Task goal -
Copy the data that follows, character for character, minus the pictures.

Data extract -
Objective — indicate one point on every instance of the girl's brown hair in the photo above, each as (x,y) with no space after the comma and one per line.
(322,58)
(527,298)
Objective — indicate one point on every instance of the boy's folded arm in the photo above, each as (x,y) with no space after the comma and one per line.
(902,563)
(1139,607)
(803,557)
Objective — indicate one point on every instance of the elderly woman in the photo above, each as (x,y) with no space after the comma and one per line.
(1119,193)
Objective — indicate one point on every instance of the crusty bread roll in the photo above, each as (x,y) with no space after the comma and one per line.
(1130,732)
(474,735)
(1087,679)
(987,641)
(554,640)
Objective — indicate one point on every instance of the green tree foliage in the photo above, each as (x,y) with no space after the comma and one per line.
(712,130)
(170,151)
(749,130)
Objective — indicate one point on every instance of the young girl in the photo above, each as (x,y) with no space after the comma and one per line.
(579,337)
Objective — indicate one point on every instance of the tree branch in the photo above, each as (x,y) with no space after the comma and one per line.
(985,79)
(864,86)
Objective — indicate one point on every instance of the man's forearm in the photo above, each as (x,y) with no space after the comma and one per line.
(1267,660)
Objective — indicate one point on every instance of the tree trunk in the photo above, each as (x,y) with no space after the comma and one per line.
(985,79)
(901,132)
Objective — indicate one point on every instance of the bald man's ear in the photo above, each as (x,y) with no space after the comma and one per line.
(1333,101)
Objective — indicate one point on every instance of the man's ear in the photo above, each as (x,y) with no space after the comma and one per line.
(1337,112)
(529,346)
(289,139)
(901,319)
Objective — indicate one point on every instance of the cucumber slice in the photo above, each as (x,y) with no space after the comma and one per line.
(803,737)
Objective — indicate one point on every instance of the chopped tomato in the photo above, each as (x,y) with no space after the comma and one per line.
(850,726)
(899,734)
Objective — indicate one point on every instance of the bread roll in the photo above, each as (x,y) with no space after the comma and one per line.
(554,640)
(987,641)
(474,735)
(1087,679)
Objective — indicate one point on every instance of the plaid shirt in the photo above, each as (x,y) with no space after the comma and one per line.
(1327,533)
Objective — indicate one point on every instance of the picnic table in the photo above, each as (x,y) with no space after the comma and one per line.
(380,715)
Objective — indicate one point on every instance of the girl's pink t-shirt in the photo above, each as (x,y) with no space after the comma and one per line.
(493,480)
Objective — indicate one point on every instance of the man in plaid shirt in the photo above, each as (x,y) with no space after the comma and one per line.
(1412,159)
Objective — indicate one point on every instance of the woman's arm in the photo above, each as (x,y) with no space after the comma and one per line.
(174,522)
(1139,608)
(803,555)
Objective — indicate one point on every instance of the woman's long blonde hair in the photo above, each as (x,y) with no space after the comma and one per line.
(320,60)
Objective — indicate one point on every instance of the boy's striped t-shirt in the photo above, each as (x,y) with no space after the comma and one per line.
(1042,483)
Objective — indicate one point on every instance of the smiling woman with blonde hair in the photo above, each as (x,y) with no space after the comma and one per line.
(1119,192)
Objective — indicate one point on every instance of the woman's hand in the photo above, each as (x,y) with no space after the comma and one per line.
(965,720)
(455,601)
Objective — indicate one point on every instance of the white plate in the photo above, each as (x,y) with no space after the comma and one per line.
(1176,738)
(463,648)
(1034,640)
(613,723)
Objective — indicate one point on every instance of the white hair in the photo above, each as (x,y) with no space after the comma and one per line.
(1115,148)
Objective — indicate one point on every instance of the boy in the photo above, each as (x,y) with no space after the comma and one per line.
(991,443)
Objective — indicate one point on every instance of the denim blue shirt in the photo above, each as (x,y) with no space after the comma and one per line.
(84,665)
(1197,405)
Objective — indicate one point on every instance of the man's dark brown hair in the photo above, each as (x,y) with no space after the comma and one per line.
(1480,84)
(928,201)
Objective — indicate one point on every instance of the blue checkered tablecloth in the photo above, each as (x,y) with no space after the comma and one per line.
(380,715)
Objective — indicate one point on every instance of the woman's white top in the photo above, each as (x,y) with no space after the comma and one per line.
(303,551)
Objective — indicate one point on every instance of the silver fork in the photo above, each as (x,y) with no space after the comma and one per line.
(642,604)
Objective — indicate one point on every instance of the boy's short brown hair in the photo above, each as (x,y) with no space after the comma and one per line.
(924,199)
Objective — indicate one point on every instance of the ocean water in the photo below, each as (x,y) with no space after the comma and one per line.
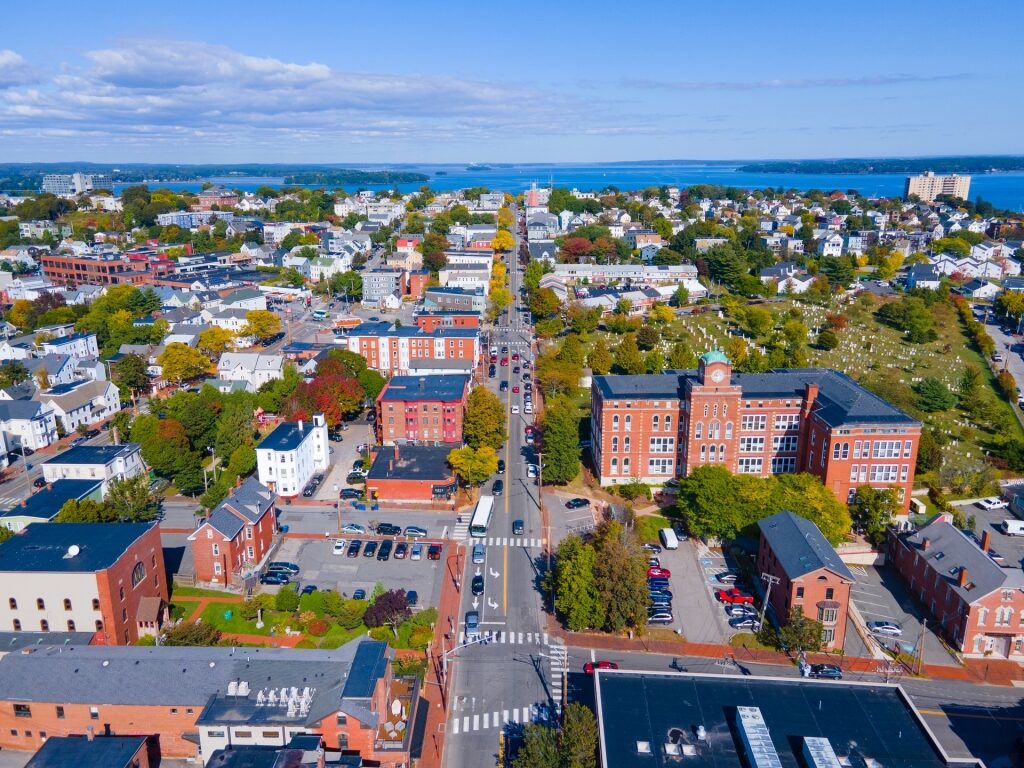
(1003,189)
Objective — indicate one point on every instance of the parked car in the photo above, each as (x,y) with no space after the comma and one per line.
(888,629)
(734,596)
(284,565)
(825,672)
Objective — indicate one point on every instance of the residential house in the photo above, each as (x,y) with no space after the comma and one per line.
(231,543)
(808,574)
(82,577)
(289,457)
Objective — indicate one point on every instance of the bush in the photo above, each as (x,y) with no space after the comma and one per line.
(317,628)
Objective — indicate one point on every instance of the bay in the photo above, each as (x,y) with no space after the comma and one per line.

The output -
Objective — indicate one point on every instance of the girl's brown hair in the photo above, each as (x,y) with no space after the comma and one per line.
(322,58)
(527,298)
Objective — indicate one point on every instance of the boy's folded arm in the photo above, each as (x,y) with no space after the comma and one per line.
(902,563)
(1139,607)
(803,557)
Objective — indicate one point on every instance of the elderly woman in the photo above, each as (x,y) with no space after the comma and one per line.
(1119,193)
Objective — indicate one point on every instance of the crusty bread roll in the photo above, each as (x,y) with no space after the comma and one per line.
(1130,732)
(474,735)
(1087,679)
(987,641)
(554,640)
Objective — indicate one point on every instance of the green tree foliage in the photo above, each as (x,y) with no space after the comma and one per line.
(712,130)
(170,151)
(749,130)
Objective — indicate one point on every instance of the young girl in the photo above, each as (x,y) with no space after the comma and one per line.
(579,337)
Objective — indicate one point on every instance of the tree branch in the photo above, each as (x,y) with no space after the comma and one per line.
(985,79)
(864,86)
Objective — indicate one point on every instance of the man's forearm in the photo above, each as (x,y) with no space after the comma and one per line.
(1267,660)
Objective — indicate one point on every instance of the tree trunk in the photo above, each as (x,y) with no space after the comma and one per line.
(985,79)
(901,132)
Objective — indicate one point on every instance of the bald man's ear in the photo above, each as (x,y) with no space after the comma and one per line.
(1333,101)
Objective — indicate one point on every instance of the man's ear in the photo above, each as (x,y) with no space after the comma and one per line.
(1337,112)
(529,346)
(289,139)
(901,319)
Objective — indicate one point on every instance of the cucumber slice in the photo above, each as (x,y) with no space after the comma and one per line.
(803,737)
Objective — indicate one point on every instance of the chopped tomato in the photo above, each as (x,y) with no space after the comma and one per line.
(850,726)
(899,734)
Objective — indicate one point on every instance of the bread roll in the photo above, each as (x,y) with no space after the comma and one per line.
(554,640)
(987,641)
(474,735)
(1087,679)
Objective — indicate one point on every instance of the plaid shirt in the photo above, each as (x,y) with no space after the comma and one per line.
(1327,533)
Objective — indicate one point on every instance of the picnic table in the photo above, each as (x,y) with no space after the comma and one per line.
(380,715)
Objective — indicate one point on every instance of the girl's pink t-shirt in the photo above, each as (x,y) with no space after the comma and one per line.
(493,480)
Objective — indicate one point on every instance of the man in plaid shirt in the photo above, each as (x,y) with no space after the comma and one per line.
(1412,159)
Objective — indicate one point on every instance of the woman's arm in the photo above, each as (x,y) with no space after the comma and one per line.
(174,522)
(1139,608)
(803,555)
Objective — indicate one point on every instance of the woman's long blonde hair in the photo above, each as (x,y) with no space after the comma and one per line.
(320,60)
Objective — indicate one point on every instance of the boy's striped t-shirt in the photo above, each as (x,y) with no space after the comma and one per line.
(1042,483)
Objective — indicate one point on every instance of the smiling woman with blonde hair in the photo above, each as (x,y) with no space after the comma and one per line.
(1119,192)
Objective — indicate one point on every instance of the woman's hand in the photo above, each as (x,y) with no space after the comma and one per line.
(965,720)
(455,601)
Objective — indicate one point on every instance of the white plate in the photo above, each as (x,y) with no space after the comma and one per line.
(1176,738)
(463,648)
(1034,640)
(613,723)
Objective — indicate one point on every instance of the white hair in the photo above, each as (x,y) with no space after the comma and one per line.
(1115,148)
Objective — indicate one point on every instance of the boy in the photo above, each as (x,y) with no space after the comma and one per line.
(991,443)
Objective — indicate one point on every instance of the denim blue shirt in the photo above, each as (x,y) with no space after the comma and one per line.
(84,665)
(1197,405)
Objective — indicate one point on every instance of the man's dark brown hair in the photo above, each as (x,y) with no space after the comma and one per line.
(1480,84)
(928,201)
Objective — indicate one point on every instance of the blue checkered tablecloth in the photo above, each as (x,y) with no space after the comma and one per line.
(380,715)
Objective — indicate one point on every instance of the woman's white top in the photo above, each as (x,y) with no space after the comma and one per line.
(303,551)
Objective — indicate one point on every instance of the silver fork in the photo above, each as (x,y) with no space after the comma and one per line.
(642,604)
Objective — indicate one point on every instance of the boy's short brown hair in the photo above, each as (x,y) with no space after the comma and one per line.
(924,199)
Objective — indicate one point on every instance of the ocean water in the photo below, each as (x,y) with no space after the comma and one per line.
(1003,189)
Objective — indicate one point on every instance of the parked car in the photo above, each as (x,y) with no space after the comma and one per line.
(888,629)
(734,596)
(284,565)
(825,672)
Objective — indicate one point on every instance of the residential house in the photo above, each as (x,y) with no space after the comma and one per line.
(231,543)
(808,574)
(82,577)
(289,457)
Objective — indicate one point on every instance of the bush in the photo above, each as (x,y) with no space after the comma and one per line.
(317,628)
Objective — indicate one point on every instance of the bay in the photo above, each as (x,y) with no space after the comma and one per line.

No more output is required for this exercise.